Your goal:
Output the lines of the listing from the line with "Trace the outline of every instance of the textured" up to and including the line with "M375 147L375 162L394" as a Markdown table with the columns Index and Entry, skipping any blank lines.

Stored records:
______
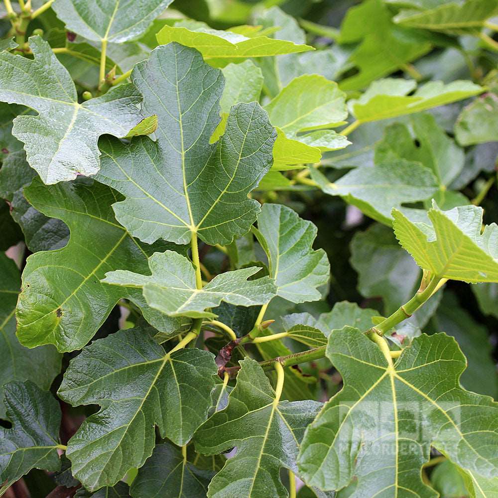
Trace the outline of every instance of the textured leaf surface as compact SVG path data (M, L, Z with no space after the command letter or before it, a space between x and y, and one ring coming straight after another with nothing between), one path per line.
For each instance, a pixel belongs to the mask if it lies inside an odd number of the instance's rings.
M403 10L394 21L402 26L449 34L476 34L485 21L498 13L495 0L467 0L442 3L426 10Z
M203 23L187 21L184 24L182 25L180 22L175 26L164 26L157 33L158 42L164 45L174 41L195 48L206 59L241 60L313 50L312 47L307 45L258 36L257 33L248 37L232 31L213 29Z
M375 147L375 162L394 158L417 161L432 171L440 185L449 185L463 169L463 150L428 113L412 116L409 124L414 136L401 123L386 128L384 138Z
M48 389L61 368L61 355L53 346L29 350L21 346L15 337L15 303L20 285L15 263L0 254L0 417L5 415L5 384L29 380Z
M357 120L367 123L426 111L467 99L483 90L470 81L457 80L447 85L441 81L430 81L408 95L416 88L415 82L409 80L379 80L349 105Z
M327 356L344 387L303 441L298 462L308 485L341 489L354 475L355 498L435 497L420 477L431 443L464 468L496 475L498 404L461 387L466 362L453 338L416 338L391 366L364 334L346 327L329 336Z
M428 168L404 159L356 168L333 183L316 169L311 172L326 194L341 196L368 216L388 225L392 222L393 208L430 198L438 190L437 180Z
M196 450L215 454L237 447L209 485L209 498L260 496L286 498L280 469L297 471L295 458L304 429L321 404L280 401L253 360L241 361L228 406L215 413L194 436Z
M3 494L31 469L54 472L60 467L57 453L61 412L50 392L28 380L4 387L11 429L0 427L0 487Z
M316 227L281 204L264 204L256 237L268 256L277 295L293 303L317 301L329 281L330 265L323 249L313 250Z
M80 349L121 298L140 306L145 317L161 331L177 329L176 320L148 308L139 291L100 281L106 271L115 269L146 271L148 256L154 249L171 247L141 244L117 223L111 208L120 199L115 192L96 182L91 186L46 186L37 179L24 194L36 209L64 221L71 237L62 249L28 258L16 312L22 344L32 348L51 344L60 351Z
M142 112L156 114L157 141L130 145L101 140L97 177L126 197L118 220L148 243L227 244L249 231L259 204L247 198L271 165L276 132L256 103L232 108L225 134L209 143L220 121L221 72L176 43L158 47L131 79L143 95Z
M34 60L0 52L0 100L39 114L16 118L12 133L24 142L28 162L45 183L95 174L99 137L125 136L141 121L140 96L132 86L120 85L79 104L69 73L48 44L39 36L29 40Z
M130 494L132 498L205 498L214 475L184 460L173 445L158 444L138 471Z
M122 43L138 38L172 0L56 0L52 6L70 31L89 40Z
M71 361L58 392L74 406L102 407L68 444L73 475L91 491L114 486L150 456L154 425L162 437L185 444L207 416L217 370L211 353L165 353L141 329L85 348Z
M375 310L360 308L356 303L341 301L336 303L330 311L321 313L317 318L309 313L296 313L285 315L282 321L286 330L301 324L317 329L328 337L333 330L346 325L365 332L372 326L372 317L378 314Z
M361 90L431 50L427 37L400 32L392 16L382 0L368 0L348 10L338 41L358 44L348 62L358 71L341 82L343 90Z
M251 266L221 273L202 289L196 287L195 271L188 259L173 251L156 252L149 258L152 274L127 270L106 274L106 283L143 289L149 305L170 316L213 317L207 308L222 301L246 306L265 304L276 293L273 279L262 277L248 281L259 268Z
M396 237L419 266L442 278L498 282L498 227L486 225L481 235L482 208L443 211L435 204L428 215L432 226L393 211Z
______
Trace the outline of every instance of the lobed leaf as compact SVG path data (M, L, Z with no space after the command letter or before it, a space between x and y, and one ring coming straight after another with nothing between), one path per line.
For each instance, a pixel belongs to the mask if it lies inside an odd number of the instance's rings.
______
Response to the task:
| Index | Entry |
|---|---|
| 1 | Trace the outline of every instance of the textured leaf surface as compact SVG path data (M, L, Z with no space after the command letter or before it, a space between x and y, and one ring coming straight after another with nothing between), one path per line. |
| 2 | For each instance, a pixel belongs to the mask if it lies inside an odd number of the instance's rings. |
| 3 | M403 10L394 21L402 26L449 34L476 34L485 21L498 13L495 0L467 0L442 3L426 10Z |
| 4 | M203 23L187 21L184 24L182 25L180 22L175 26L164 26L157 33L158 42L164 45L174 41L195 48L206 59L241 60L313 50L312 47L307 45L258 36L257 33L248 37L232 31L213 29Z |
| 5 | M375 147L375 162L394 158L417 161L432 171L440 185L449 185L463 169L463 150L428 113L412 116L409 124L414 136L401 123L386 128L384 138Z |